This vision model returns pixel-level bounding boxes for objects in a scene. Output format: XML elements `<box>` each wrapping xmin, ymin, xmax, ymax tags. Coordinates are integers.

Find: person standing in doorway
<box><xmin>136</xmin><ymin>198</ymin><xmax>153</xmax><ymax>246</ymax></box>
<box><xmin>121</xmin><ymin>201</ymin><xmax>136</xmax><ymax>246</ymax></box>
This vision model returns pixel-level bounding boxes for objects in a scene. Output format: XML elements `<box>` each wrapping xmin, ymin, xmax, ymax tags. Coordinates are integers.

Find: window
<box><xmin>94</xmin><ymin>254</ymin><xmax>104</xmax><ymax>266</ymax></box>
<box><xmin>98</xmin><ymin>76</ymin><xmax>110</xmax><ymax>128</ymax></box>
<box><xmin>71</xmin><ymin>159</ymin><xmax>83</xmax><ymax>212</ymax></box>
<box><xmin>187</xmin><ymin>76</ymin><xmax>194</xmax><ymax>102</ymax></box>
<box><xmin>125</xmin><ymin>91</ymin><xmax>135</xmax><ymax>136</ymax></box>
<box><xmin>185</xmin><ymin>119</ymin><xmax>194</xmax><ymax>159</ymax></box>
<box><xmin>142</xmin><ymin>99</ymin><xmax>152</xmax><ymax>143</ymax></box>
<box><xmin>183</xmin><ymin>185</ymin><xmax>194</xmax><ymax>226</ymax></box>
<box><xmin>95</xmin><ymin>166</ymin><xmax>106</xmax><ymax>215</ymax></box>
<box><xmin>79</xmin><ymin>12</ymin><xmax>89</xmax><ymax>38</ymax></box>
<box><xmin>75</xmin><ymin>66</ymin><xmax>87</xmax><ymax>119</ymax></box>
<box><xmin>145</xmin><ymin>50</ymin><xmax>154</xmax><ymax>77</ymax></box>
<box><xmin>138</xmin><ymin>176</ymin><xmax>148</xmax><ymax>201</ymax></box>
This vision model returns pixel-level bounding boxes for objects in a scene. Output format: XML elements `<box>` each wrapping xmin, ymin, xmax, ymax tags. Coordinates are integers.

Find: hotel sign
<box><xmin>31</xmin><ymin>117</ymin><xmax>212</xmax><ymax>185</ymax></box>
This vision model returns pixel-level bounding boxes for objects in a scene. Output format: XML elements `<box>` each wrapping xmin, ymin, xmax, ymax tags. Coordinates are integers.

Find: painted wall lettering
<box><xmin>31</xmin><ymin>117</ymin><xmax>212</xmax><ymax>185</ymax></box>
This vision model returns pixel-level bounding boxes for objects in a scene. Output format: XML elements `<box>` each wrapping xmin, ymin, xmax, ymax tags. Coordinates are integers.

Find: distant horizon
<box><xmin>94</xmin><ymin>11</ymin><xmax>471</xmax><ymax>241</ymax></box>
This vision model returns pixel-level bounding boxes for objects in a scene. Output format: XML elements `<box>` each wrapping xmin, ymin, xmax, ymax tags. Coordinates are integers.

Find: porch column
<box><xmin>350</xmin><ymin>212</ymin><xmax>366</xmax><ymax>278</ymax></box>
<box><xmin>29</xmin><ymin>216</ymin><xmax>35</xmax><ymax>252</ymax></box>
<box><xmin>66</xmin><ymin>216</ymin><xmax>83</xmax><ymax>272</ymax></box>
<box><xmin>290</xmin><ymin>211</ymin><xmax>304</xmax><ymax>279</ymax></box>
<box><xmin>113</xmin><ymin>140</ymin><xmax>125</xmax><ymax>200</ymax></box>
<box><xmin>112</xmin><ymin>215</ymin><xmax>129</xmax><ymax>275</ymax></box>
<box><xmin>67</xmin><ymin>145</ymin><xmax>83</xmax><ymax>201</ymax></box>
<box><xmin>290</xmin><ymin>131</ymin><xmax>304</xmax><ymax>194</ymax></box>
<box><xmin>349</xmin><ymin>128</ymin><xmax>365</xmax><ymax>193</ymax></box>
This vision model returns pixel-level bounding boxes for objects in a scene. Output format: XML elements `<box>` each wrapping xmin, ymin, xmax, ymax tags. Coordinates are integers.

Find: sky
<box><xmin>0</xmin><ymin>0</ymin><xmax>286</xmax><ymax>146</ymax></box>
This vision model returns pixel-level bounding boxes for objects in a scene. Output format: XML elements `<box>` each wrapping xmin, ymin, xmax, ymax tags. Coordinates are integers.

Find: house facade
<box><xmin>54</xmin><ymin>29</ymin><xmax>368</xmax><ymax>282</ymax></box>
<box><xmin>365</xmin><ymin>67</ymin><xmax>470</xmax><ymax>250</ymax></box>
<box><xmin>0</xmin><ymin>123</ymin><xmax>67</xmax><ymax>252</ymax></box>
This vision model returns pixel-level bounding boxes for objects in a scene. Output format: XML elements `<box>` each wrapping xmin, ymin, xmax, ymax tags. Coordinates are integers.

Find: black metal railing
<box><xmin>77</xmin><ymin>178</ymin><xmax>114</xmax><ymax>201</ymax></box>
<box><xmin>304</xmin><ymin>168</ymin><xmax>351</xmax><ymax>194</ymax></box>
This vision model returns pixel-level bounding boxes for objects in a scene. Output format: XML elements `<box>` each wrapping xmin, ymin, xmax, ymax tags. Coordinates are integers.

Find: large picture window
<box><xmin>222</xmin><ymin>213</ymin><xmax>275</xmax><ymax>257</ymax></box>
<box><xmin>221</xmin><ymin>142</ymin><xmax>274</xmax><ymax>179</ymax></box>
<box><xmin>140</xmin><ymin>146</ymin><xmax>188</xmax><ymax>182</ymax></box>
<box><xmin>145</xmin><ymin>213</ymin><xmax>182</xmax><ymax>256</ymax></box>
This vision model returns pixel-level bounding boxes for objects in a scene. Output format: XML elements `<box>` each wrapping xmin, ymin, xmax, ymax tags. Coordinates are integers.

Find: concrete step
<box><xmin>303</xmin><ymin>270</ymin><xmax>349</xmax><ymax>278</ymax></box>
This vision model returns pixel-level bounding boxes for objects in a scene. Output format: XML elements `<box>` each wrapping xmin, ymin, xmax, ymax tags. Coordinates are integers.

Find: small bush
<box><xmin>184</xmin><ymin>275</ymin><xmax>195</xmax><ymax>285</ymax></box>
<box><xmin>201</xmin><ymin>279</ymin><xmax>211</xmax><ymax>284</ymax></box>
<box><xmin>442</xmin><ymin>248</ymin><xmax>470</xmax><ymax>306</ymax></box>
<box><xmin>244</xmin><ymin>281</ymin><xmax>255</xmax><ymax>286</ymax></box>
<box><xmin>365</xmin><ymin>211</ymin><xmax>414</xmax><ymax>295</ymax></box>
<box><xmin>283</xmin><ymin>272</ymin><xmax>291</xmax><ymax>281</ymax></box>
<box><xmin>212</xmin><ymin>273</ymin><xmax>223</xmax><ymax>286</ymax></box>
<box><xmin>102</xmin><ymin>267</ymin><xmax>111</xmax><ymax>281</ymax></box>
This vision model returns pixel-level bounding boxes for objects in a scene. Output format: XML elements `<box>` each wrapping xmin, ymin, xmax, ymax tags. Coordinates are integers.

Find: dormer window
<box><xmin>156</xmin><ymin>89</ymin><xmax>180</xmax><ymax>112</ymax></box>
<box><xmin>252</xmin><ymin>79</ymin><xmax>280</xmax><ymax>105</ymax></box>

▸ **What is expected**: Down to the last line, reproduce the entries above precisely.

▸ **Response to the exercise**:
This vision model returns pixel-level bounding boxes for objects in a scene. Output format: XML elements `<box>` each wrapping xmin, ymin, xmax, ymax tags. Coordinates are integers.

Find: person standing in doorway
<box><xmin>136</xmin><ymin>198</ymin><xmax>153</xmax><ymax>246</ymax></box>
<box><xmin>121</xmin><ymin>201</ymin><xmax>136</xmax><ymax>246</ymax></box>
This vision model returns pixel-level bounding boxes for objects in a scene. Output format: XML elements `<box>` each wrapping xmin, ymin, xmax, ymax tags. Coordinates are integers.

Find: window
<box><xmin>94</xmin><ymin>254</ymin><xmax>104</xmax><ymax>266</ymax></box>
<box><xmin>98</xmin><ymin>76</ymin><xmax>110</xmax><ymax>128</ymax></box>
<box><xmin>71</xmin><ymin>159</ymin><xmax>83</xmax><ymax>212</ymax></box>
<box><xmin>187</xmin><ymin>76</ymin><xmax>194</xmax><ymax>102</ymax></box>
<box><xmin>125</xmin><ymin>91</ymin><xmax>135</xmax><ymax>136</ymax></box>
<box><xmin>185</xmin><ymin>119</ymin><xmax>194</xmax><ymax>159</ymax></box>
<box><xmin>142</xmin><ymin>99</ymin><xmax>152</xmax><ymax>143</ymax></box>
<box><xmin>183</xmin><ymin>185</ymin><xmax>194</xmax><ymax>226</ymax></box>
<box><xmin>95</xmin><ymin>166</ymin><xmax>106</xmax><ymax>215</ymax></box>
<box><xmin>79</xmin><ymin>12</ymin><xmax>89</xmax><ymax>38</ymax></box>
<box><xmin>75</xmin><ymin>66</ymin><xmax>87</xmax><ymax>119</ymax></box>
<box><xmin>145</xmin><ymin>50</ymin><xmax>154</xmax><ymax>77</ymax></box>
<box><xmin>138</xmin><ymin>176</ymin><xmax>148</xmax><ymax>201</ymax></box>
This vision model returns pixel-level bounding boxes for objects in a scene. Output format: XML elements `<box>` each wrapping xmin, ymin, xmax, ymax tags. Coordinates are integers.

Find: hotel sign
<box><xmin>31</xmin><ymin>117</ymin><xmax>212</xmax><ymax>185</ymax></box>
This vision model returns pixel-level bounding boxes for objects in a scene. Output format: XML elements `<box>` each wrapping xmin, ymin, xmax, ymax tags. Coordinates are integers.

Find: painted wall lettering
<box><xmin>31</xmin><ymin>117</ymin><xmax>212</xmax><ymax>185</ymax></box>
This vision model returns pixel-level bounding boxes for objects in a scene. Output format: XML elements `<box>` each wrapping xmin, ymin, xmax, ymax tags. Coordinates are integers.

Find: distant horizon
<box><xmin>94</xmin><ymin>11</ymin><xmax>471</xmax><ymax>241</ymax></box>
This vision model returns pixel-level bounding boxes for objects in a scene. Output format: XML elements `<box>` each wrapping xmin, ymin, xmax, ymax tags. Coordinates are integers.

Find: porch column
<box><xmin>350</xmin><ymin>212</ymin><xmax>366</xmax><ymax>278</ymax></box>
<box><xmin>29</xmin><ymin>216</ymin><xmax>35</xmax><ymax>252</ymax></box>
<box><xmin>66</xmin><ymin>216</ymin><xmax>83</xmax><ymax>272</ymax></box>
<box><xmin>290</xmin><ymin>211</ymin><xmax>304</xmax><ymax>279</ymax></box>
<box><xmin>113</xmin><ymin>140</ymin><xmax>125</xmax><ymax>200</ymax></box>
<box><xmin>112</xmin><ymin>215</ymin><xmax>129</xmax><ymax>275</ymax></box>
<box><xmin>67</xmin><ymin>145</ymin><xmax>83</xmax><ymax>201</ymax></box>
<box><xmin>290</xmin><ymin>131</ymin><xmax>304</xmax><ymax>194</ymax></box>
<box><xmin>349</xmin><ymin>128</ymin><xmax>365</xmax><ymax>193</ymax></box>
This vision model returns pixel-level bounding boxes for objects in a scene. Output format: XML elements `<box>` each wrapping xmin, ymin, xmax, ymax tags. Coordinates are integers.

Find: sky
<box><xmin>0</xmin><ymin>0</ymin><xmax>286</xmax><ymax>146</ymax></box>
This vision model returns pixel-level bounding boxes for objects in a scene. Output format: XML elements `<box>` each wrapping xmin, ymin, xmax, ymax tags. Coordinates are integers.

Find: house facade
<box><xmin>54</xmin><ymin>29</ymin><xmax>368</xmax><ymax>282</ymax></box>
<box><xmin>365</xmin><ymin>67</ymin><xmax>470</xmax><ymax>250</ymax></box>
<box><xmin>0</xmin><ymin>123</ymin><xmax>67</xmax><ymax>252</ymax></box>
This vision model returns pixel-level bounding boxes for objects in a scene. Output format: XML elements `<box>` each wrapping xmin, ymin, xmax, ymax tags. Coordinates are integers.

Find: black metal railing
<box><xmin>77</xmin><ymin>178</ymin><xmax>114</xmax><ymax>201</ymax></box>
<box><xmin>304</xmin><ymin>168</ymin><xmax>351</xmax><ymax>194</ymax></box>
This vision model returns pixel-level bounding boxes for objects in a scene. Output format: XML elements `<box>` each wrapping xmin, ymin, xmax, ymax tags. Coordinates are integers.

Find: large picture window
<box><xmin>222</xmin><ymin>213</ymin><xmax>275</xmax><ymax>257</ymax></box>
<box><xmin>221</xmin><ymin>142</ymin><xmax>274</xmax><ymax>179</ymax></box>
<box><xmin>140</xmin><ymin>146</ymin><xmax>188</xmax><ymax>182</ymax></box>
<box><xmin>145</xmin><ymin>213</ymin><xmax>182</xmax><ymax>256</ymax></box>
This vision model returns pixel-level bounding boxes for objects in a scene. Output format: XML elements `<box>` each wrapping xmin, ymin, xmax, ymax tags. Coordinates are integers.

Find: concrete step
<box><xmin>303</xmin><ymin>270</ymin><xmax>349</xmax><ymax>278</ymax></box>
This vision model returns pixel-level bounding boxes for objects in a scene. Output format: XML elements `<box>` each wrapping xmin, ymin, xmax, ymax tags. Coordinates are integers.

Find: small bush
<box><xmin>184</xmin><ymin>275</ymin><xmax>195</xmax><ymax>285</ymax></box>
<box><xmin>201</xmin><ymin>279</ymin><xmax>211</xmax><ymax>284</ymax></box>
<box><xmin>442</xmin><ymin>248</ymin><xmax>470</xmax><ymax>306</ymax></box>
<box><xmin>244</xmin><ymin>281</ymin><xmax>255</xmax><ymax>286</ymax></box>
<box><xmin>365</xmin><ymin>211</ymin><xmax>414</xmax><ymax>295</ymax></box>
<box><xmin>283</xmin><ymin>272</ymin><xmax>291</xmax><ymax>281</ymax></box>
<box><xmin>212</xmin><ymin>273</ymin><xmax>223</xmax><ymax>286</ymax></box>
<box><xmin>102</xmin><ymin>267</ymin><xmax>111</xmax><ymax>281</ymax></box>
This vision model returns pixel-level bounding boxes for objects in a scene. Output format: XML elements `<box>` each wrapping xmin, ymin, xmax, ymax tags. Coordinates are integers.

Find: dormer window
<box><xmin>156</xmin><ymin>89</ymin><xmax>180</xmax><ymax>112</ymax></box>
<box><xmin>252</xmin><ymin>79</ymin><xmax>280</xmax><ymax>105</ymax></box>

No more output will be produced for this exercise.